◆ **Problem details**:
Return each line from the items below that holds the string "water". Case counts.

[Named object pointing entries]
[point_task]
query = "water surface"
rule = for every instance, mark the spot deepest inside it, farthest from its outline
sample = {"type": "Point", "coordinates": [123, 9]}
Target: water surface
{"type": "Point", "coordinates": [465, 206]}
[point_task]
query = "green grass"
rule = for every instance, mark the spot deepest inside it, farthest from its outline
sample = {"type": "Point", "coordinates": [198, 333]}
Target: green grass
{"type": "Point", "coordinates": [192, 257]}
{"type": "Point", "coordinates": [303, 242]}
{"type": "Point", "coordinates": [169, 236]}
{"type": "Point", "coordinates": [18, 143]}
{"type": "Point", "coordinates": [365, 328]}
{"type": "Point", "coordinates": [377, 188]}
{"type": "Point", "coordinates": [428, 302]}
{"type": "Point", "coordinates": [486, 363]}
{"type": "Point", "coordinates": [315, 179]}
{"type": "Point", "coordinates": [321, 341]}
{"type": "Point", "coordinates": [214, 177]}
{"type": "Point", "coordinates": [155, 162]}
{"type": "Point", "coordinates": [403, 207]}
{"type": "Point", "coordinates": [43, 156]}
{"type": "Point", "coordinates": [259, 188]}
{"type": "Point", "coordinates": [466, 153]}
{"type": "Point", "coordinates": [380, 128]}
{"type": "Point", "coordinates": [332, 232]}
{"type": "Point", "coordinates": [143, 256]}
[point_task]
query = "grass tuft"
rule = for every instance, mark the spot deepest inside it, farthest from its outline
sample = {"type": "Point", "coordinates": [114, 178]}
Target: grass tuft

...

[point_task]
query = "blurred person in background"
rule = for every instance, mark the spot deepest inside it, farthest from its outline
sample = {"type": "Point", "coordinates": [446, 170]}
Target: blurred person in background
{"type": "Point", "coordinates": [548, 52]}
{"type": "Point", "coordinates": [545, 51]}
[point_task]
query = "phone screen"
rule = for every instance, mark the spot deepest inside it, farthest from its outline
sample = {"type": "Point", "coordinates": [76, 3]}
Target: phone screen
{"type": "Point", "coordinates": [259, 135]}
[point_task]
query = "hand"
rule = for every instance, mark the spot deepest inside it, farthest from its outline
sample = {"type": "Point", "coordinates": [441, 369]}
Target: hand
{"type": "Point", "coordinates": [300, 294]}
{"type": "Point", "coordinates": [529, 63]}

◆ **Finished answer**:
query = "water surface"
Target: water surface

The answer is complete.